§ **DIRECTIONS**
Produce an exact copy of the lines from the line that contains "Target: grassy hillside" to the end of the listing below.

Saved data entries
────────

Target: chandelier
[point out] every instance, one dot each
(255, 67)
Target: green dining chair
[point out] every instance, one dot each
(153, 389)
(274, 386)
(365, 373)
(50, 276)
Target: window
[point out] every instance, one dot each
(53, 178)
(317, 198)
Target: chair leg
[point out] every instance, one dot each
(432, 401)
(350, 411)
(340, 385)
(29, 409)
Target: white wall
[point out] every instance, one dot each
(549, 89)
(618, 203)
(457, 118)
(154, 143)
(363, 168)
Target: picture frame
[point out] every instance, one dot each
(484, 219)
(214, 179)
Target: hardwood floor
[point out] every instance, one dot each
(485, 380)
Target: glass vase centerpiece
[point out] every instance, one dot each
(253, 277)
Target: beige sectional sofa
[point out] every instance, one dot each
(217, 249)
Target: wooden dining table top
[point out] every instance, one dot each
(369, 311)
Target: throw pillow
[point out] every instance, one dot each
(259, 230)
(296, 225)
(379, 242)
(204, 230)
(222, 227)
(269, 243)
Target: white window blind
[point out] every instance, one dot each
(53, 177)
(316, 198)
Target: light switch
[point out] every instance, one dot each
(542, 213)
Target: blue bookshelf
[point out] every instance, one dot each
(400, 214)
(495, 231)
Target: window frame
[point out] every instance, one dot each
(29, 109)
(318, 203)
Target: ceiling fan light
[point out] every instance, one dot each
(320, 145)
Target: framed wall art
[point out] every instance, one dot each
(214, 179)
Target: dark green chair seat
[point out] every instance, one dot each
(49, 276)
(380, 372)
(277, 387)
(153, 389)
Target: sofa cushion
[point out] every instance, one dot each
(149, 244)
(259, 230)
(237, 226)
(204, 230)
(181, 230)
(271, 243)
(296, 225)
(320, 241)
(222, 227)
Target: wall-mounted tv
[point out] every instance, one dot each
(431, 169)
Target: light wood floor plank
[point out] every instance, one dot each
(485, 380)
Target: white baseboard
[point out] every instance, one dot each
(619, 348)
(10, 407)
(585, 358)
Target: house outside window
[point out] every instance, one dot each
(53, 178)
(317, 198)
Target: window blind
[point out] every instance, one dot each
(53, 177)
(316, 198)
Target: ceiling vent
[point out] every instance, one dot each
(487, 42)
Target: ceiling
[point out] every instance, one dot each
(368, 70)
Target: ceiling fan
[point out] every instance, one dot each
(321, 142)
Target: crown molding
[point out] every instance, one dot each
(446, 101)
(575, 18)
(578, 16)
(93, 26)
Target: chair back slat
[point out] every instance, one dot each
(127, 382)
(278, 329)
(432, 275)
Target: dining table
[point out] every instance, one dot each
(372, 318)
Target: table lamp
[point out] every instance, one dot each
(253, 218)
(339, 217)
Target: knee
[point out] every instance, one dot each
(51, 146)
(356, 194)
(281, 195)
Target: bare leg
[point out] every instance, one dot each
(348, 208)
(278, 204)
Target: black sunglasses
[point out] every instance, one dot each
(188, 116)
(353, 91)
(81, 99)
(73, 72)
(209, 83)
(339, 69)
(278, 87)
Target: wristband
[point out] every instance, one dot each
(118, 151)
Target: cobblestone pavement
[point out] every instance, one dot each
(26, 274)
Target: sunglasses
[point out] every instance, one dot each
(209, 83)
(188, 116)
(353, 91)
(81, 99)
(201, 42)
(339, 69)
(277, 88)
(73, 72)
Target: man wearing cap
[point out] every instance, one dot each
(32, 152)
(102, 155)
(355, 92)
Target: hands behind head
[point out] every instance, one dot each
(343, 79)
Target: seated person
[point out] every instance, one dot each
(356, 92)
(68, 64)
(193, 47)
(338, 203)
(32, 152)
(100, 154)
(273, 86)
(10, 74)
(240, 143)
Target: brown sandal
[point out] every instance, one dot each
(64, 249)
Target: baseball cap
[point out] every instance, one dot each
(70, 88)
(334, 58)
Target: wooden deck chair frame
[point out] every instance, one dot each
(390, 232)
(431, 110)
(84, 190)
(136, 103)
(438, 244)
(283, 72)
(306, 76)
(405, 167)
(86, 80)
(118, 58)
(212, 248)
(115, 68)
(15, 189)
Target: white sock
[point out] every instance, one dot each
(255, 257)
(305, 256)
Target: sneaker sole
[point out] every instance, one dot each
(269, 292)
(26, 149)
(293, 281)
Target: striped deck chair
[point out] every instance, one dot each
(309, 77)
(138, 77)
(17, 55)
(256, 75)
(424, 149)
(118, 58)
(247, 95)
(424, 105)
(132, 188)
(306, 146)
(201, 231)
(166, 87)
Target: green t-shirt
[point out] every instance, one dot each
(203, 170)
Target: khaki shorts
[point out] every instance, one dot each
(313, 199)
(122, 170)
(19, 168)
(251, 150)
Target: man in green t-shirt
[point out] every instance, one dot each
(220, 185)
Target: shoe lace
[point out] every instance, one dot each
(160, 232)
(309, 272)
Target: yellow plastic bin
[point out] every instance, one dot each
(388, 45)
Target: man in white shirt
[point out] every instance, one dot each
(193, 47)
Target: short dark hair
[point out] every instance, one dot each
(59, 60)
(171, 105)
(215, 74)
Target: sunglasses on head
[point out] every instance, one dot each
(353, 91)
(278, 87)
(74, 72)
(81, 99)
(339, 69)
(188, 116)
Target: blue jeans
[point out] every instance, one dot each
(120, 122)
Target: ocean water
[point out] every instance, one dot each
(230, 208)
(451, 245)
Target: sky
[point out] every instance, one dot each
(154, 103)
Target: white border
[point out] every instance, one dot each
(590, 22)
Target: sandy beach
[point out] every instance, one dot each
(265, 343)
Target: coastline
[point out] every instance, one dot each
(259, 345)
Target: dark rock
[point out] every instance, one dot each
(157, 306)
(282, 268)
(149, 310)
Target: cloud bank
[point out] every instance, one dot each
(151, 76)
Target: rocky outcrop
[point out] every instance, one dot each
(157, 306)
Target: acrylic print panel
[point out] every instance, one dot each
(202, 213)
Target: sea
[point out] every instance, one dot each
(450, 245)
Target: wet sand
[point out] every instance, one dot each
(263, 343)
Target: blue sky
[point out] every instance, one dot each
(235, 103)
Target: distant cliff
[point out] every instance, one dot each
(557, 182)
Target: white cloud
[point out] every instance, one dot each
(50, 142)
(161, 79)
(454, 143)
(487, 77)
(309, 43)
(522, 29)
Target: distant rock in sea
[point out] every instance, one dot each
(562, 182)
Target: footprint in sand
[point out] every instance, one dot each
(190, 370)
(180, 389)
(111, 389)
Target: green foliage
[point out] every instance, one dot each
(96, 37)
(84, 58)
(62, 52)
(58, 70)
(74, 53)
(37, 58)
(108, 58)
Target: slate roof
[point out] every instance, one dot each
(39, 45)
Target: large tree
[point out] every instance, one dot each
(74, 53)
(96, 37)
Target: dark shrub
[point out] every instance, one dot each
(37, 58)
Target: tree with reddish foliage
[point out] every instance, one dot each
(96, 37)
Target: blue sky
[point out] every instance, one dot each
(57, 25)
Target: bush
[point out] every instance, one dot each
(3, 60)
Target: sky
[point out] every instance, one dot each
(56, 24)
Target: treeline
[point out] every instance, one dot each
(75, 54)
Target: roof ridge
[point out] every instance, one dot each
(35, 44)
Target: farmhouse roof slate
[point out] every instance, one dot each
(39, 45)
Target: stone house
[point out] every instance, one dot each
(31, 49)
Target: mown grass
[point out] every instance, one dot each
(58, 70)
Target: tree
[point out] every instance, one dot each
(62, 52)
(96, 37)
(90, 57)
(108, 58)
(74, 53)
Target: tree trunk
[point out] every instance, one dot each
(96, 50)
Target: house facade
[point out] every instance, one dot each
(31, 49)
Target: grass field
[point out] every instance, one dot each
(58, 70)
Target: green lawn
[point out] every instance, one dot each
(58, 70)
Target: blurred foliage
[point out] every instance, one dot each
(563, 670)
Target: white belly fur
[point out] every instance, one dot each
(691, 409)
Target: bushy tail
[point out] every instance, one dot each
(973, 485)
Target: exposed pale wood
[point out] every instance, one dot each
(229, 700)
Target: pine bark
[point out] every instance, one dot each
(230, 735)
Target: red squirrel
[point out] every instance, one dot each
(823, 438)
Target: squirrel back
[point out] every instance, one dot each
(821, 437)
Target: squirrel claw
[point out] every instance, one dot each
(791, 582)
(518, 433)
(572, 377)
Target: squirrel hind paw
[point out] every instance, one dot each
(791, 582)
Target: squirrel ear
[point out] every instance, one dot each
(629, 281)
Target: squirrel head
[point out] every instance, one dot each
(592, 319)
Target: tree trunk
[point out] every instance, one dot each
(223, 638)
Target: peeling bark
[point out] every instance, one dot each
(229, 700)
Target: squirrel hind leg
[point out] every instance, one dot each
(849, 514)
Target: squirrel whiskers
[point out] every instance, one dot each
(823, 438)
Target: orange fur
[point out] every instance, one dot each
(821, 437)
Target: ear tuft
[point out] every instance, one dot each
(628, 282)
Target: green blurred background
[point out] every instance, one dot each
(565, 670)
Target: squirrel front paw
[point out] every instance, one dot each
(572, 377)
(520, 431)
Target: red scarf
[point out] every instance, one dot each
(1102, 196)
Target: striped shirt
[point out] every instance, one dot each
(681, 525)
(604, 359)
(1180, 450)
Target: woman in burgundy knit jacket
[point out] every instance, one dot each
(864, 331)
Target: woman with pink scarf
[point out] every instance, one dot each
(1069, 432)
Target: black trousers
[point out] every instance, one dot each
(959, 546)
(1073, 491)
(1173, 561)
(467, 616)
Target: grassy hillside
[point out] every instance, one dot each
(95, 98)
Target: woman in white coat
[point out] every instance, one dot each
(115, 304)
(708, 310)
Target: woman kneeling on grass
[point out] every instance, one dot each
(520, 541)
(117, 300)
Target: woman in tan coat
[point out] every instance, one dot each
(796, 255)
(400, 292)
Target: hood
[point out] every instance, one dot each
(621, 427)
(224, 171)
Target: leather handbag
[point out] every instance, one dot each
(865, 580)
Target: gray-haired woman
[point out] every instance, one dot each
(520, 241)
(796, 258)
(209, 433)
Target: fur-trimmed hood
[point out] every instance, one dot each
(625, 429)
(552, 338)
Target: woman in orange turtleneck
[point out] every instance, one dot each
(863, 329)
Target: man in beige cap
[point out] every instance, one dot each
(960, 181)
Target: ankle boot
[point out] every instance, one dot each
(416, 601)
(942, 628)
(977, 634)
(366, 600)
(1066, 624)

────────

§ **WORKED SOLUTION**
Target: grassy hillside
[point out] every instance, one dot each
(95, 98)
Target: woman in white coat
[point out] every instance, one dot each
(115, 304)
(708, 310)
Target: woman kneeling on grass
[point out] every instance, one dot each
(520, 541)
(117, 300)
Target: woman in tan coat
[point out] every instance, one dot each
(796, 255)
(400, 292)
Target: hood
[point out] every instance, one dot each
(621, 427)
(224, 171)
Target: leather handbag
[point out] every instance, one dot each
(865, 580)
Target: gray-haired woman
[point out] every instance, one dot each
(520, 241)
(796, 258)
(209, 433)
Target: fur-trimmed hood
[point out] every instance, one dot each
(625, 429)
(552, 338)
Target: woman in orange turtleneck
[point out] every instance, one dot each
(863, 329)
Target: man in beige cap
[point out] every instance, one dot each
(960, 181)
Target: ankle boot
[point out] every instance, one dot each
(416, 601)
(942, 628)
(977, 634)
(366, 600)
(1066, 624)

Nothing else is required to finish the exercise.